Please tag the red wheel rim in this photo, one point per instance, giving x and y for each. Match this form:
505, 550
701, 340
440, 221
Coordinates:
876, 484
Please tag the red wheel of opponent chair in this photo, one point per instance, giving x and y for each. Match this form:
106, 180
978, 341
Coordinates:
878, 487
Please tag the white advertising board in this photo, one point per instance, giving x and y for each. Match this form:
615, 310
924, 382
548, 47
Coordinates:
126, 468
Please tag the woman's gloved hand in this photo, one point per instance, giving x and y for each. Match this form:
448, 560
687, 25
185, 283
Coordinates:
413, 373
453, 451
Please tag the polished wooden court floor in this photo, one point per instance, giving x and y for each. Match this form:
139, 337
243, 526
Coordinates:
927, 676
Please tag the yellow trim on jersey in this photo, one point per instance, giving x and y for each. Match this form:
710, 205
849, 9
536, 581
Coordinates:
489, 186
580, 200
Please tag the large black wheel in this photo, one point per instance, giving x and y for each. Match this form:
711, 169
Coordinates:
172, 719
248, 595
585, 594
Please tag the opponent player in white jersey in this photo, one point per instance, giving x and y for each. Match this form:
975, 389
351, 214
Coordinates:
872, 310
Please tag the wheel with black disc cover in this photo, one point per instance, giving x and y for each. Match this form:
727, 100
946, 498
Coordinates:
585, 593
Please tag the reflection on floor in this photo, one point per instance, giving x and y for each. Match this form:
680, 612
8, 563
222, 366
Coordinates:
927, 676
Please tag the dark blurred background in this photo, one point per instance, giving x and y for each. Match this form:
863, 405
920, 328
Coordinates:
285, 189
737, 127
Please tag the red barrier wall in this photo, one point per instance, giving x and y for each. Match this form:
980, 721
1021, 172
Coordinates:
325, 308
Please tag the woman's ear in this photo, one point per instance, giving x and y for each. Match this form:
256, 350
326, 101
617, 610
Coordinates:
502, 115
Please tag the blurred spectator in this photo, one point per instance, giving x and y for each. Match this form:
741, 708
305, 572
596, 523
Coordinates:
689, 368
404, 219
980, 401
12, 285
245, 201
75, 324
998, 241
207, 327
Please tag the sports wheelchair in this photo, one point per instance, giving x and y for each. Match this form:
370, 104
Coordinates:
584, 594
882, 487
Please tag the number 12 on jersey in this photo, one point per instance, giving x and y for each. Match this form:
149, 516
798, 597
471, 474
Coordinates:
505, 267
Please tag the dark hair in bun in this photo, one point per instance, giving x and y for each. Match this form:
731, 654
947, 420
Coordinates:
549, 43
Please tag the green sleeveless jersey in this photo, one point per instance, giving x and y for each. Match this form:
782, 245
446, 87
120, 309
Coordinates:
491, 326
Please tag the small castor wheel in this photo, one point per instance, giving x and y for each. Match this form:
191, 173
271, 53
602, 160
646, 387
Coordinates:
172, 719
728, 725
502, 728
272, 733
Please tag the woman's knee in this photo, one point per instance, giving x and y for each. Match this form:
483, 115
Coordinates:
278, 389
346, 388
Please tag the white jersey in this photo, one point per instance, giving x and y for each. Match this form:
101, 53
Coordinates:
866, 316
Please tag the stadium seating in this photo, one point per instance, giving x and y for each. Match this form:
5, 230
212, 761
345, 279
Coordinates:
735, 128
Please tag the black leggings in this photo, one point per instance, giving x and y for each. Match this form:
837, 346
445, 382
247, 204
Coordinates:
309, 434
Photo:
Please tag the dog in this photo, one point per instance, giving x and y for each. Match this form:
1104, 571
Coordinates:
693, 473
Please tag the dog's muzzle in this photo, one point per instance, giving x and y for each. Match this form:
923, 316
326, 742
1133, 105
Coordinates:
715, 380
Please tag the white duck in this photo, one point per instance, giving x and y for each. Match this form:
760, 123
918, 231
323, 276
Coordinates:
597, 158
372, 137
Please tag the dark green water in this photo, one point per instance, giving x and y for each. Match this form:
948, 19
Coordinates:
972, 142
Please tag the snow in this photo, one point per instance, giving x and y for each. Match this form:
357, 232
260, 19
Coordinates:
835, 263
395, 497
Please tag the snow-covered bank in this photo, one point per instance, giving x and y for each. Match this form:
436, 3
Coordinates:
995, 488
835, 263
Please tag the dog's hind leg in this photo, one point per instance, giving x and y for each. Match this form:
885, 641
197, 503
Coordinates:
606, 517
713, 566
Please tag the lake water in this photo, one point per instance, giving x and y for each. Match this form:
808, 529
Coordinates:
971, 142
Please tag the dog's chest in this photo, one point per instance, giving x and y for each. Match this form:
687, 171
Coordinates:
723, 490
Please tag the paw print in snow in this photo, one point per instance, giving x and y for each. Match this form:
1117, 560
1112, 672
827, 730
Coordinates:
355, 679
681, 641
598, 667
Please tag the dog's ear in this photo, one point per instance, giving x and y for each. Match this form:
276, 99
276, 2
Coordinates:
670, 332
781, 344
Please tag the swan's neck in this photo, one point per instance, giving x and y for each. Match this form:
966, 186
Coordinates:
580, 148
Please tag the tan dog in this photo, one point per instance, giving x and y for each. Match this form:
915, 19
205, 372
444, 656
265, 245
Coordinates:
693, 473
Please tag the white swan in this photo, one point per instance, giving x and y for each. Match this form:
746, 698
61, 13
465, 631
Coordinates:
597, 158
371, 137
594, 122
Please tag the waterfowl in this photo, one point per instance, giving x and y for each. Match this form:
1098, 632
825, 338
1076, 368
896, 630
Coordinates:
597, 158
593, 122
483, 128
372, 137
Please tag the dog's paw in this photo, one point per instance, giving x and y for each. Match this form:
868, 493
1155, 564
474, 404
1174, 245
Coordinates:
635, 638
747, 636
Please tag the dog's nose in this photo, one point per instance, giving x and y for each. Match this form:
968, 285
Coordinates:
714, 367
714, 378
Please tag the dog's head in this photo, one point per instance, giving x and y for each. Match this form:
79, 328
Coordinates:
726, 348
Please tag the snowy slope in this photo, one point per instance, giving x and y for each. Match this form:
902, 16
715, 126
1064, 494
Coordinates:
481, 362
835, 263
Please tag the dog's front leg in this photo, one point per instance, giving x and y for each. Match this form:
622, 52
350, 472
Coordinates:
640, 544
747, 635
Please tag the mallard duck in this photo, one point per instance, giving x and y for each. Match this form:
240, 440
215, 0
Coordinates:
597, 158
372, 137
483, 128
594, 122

### GIVEN PROBLEM
Copy out each line exactly.

### EXERCISE RESPONSE
Please tag the red wheel rim in this photo, one point per instance, giving x and y for each. Match this form:
505, 550
701, 340
440, 221
Coordinates:
876, 484
Please tag the red wheel of opponent chair in this photo, one point per instance, giving x and y for each. Match this form:
106, 180
978, 341
Coordinates:
878, 487
Please tag the white advertising board in this photo, one point per instance, giving x and y for each. Match this form:
615, 310
924, 382
548, 47
Coordinates:
126, 468
Please tag the woman's gloved hand in this photo, one point per instance, giving x and y for each. Match this form:
448, 560
687, 25
185, 283
Coordinates:
413, 373
453, 451
Please tag the polished wooden court floor in this photo, one point per instance, giving x and y for each. Match this form:
139, 337
243, 526
Coordinates:
927, 676
Please tag the yellow trim on jersey in this photo, one point per instance, giving x and y for each. Match this form:
710, 205
849, 9
536, 581
Coordinates:
489, 186
580, 200
Please tag the large black wheel in this photo, one point per instance, giving x and y for each. Match this form:
711, 169
Coordinates:
172, 719
248, 595
585, 594
Please tag the opponent player in white jersey in this photo, one point per instance, giving x and y for each. Match this form:
975, 389
351, 214
Coordinates:
872, 310
Please tag the wheel with black disc cover in this photo, one point per instance, giving x and y for each. Match this form:
727, 100
946, 498
Coordinates:
585, 593
Please tag the reflection on floor in this photo, one point per instance, giving x and y for each. Match this form:
680, 612
8, 563
222, 366
Coordinates:
927, 676
Please tag the dark blurred background in this photo, one point per instance, giving x and y for each. Match this form:
863, 405
920, 328
Coordinates:
285, 189
737, 127
Please tag the red barrier wall in this photo, one point per instance, giving x and y for each. Match this form:
980, 721
1021, 172
Coordinates:
325, 308
Please tag the woman's ear in this photo, one point per instance, giving x and y for each. Match this form:
256, 350
326, 101
617, 610
Coordinates:
502, 115
Please tag the blurred spectator in this photo, one point per instance, giving x and y for each. Match this form:
741, 708
305, 572
596, 523
Coordinates:
689, 368
404, 219
980, 401
12, 285
245, 201
75, 324
998, 241
207, 327
Please tag the sports wheelchair in this photo, one point per instance, giving x and y for each. Match this form:
370, 104
Coordinates:
584, 594
882, 487
Please tag the number 12 on jersey in this photo, one point per instance, giving x and y for each. Match this form:
149, 516
798, 597
471, 474
Coordinates:
505, 267
Please tag the dark hair in bun in this photo, one point per instance, giving x and y for each. Match this form:
731, 654
947, 420
Coordinates:
549, 43
Please tag the green sleeveless jersey in this photo, one point per instance, giving x and y for each. Match this form:
782, 245
446, 87
120, 309
Coordinates:
491, 326
Please tag the small castor wheel in this photo, one point per instance, giving x and y for each. Match this form:
191, 173
271, 53
602, 160
646, 387
Coordinates:
172, 719
728, 725
502, 728
272, 733
Please tag the woman's knee in this photo, one point per instance, giving x and y for each. Match this form:
483, 115
Coordinates:
278, 389
346, 388
Please tag the white jersey in this photo, one point per instance, giving x and y for each. Match this form:
101, 53
Coordinates:
866, 316
Please tag the stadium seating in this photo, one point per instance, giving x and y for each. Match this form:
5, 230
212, 761
345, 279
Coordinates:
735, 128
Please tag the black leggings in this photo, one point per instance, giving x and y for each. Match this form:
837, 346
445, 382
247, 204
Coordinates:
309, 434
Photo:
Please tag the dog in this photo, one point per instance, giving x and y for each. Match this form:
1104, 571
Coordinates:
693, 473
Please tag the dog's muzzle in this photo, one point per instance, giving x and y for each. Match this form:
923, 316
326, 742
1133, 105
Coordinates:
715, 380
Please tag the white duck in this photo, one point per instance, giving x and y for each. Match this form:
760, 123
918, 231
323, 276
Coordinates:
597, 158
372, 137
Please tag the dark green water in this photo, one point per instance, giving x and y for each. Match this form:
948, 19
Coordinates:
972, 142
Please tag the snow in this photo, one point per instance, giving x and y for each. Match this form:
357, 232
260, 19
Coordinates:
835, 263
395, 497
Please tag the snow-covered bank in this photo, one point per instance, giving x and y for each. Match this form:
436, 3
Coordinates:
995, 488
835, 263
Please tag the dog's hind leg in this photo, one point per instance, giving x and y for each. Match this form:
885, 641
197, 503
Coordinates:
606, 517
713, 566
Please tag the lake water in this photo, one point per instance, giving x and y for each. Match this form:
808, 529
Coordinates:
971, 142
Please tag the dog's chest in this photo, one point per instance, giving x and y for each. Match this form:
687, 171
Coordinates:
723, 490
Please tag the paw print in snow in this photo, one point per instance, giving x and y for each. Match this form:
1117, 560
1112, 672
827, 730
Coordinates:
355, 679
681, 641
598, 667
Please tag the dog's ear in this photo, one point per instance, giving x and y for each. Match this form:
276, 99
276, 2
Coordinates:
670, 332
781, 344
Please tag the swan's neck in this photo, one point per instance, giving x and y for each. Match this form:
966, 186
Coordinates:
580, 148
Please tag the tan dog in this photo, one point per instance, giving x and y for each. Match this form:
915, 19
205, 372
444, 656
265, 245
Coordinates:
693, 473
Please tag the white swan in this photo, one point per instance, giving x and y for each. Match this form:
746, 698
61, 13
465, 631
Coordinates:
597, 158
371, 137
594, 122
Please tag the waterfowl in this photo, one point per instance, giving x and y for each. Match this form:
1098, 632
825, 338
1076, 368
896, 630
Coordinates:
597, 158
593, 122
483, 128
372, 137
Please tag the dog's paw in this photo, one point per instance, giving x and y for each. Match this form:
868, 493
1155, 564
474, 404
1174, 245
Coordinates:
635, 638
747, 636
Please tag the dog's nose in this photo, one point per instance, giving x and y for each. Match this form:
968, 285
Coordinates:
714, 367
714, 378
Please tag the dog's head in this photo, one point per instance, giving x and y for each. Match this form:
79, 328
Coordinates:
726, 348
Please tag the snowy slope in this photo, one point per instance, giving x and y for each. Match this form:
902, 16
715, 126
1064, 494
Coordinates:
481, 362
835, 263
Please tag the dog's front leg in this photo, one point per instance, giving x and y for each. Match this form:
622, 52
350, 472
Coordinates:
640, 544
747, 635
Please tag the mallard duck in this photo, one point per instance, giving x and y for each. Match this form:
240, 440
215, 0
Coordinates:
597, 158
372, 137
483, 128
594, 122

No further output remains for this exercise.